This isn’t something you see every day, but lucky me, I get to work with a level of equipment that most people don’t ever see. For example, my tour many years ago of the DIRECTV Los Angeles Broadcast Center was pretty mindblowing. Not every piece of equipment is as sleek or cool as the stuff at LABC.
Let’s dig deep
I’d like to talk about polarity lockers. Polarity lockers are part of commercial systems, but you see them at home as well. They’re often paired with amplifiers to normalize the output from a satellite dish. This is done most often with commercial and industrial installations.
It’s easy to understand the need for an amplifier. Signal loss happens when cable runs are too long, and an amplifier is often necessary to make sure that satellite signals don’t get too weak before they get to a multiswitch. However, most people don’t understand polarity lockers and that’s a little harder to understand.

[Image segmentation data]
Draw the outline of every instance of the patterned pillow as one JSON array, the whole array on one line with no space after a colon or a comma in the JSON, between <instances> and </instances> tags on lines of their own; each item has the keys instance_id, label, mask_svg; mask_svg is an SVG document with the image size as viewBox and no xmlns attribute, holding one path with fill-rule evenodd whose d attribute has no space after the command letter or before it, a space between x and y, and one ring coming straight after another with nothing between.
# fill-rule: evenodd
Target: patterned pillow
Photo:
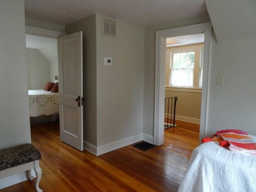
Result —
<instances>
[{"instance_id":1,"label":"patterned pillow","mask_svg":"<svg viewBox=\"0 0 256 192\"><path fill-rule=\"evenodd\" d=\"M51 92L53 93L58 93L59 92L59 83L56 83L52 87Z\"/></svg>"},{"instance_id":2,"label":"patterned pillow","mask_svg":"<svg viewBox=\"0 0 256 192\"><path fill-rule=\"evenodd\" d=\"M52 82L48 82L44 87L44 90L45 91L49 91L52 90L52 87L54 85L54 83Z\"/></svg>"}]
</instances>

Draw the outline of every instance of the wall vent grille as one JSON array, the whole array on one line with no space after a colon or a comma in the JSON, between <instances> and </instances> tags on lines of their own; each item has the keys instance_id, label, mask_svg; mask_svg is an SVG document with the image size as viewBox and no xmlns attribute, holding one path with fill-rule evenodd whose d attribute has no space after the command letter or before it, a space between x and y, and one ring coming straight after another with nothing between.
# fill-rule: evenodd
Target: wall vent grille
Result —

> [What to do]
a: Answer these questions using the text about polarity lockers:
(i) Which broadcast center did the writer tour many years ago?
(ii) What are polarity lockers often paired with?
(iii) According to the text, what causes signal loss?
b: Write the next part of the text about polarity lockers, picking up after its final sentence.
This material was taken from a different source than the text about polarity lockers.

> [Answers in order]
a:
(i) The DIRECTV Los Angeles Broadcast Center.
(ii) Amplifiers.
(iii) Cable runs that are too long.

b:
Did you ever wonder how the signal from all those satellites travels over a single wire? If you have a SWM-enabled dish, then the dish itself does all the work. However, a SWM dish isn’t allowed for commercial applications. For that you need a legacy dish with six wires coming out.
About those signals
The signals coming from the sky fall into six basic categories and the Slimline dish assigns a different “character” to each one. Without getting too technical, the signals from the 99 and 101 satellites act one way, and the signals from the other satellites act another way. Also, each satellite feed has two different “polarities,” which is a just a fancy way to describe the way the signals are put together. The lines coming from the dish can be of any one of four types (two satellites and two “polarities”) and in a simple system, the receivers request the kind of signal they want.
When using a single wire multiswitch, the switch itself will permanently assign each cable going the dish one of the four types. A polarity locker put closer to the dish does much the same thing, but by normalizing the signals closer to the dish, it makes everything more stable. This kind of stability is important when the dish feeds dozens or even hundreds of receivers.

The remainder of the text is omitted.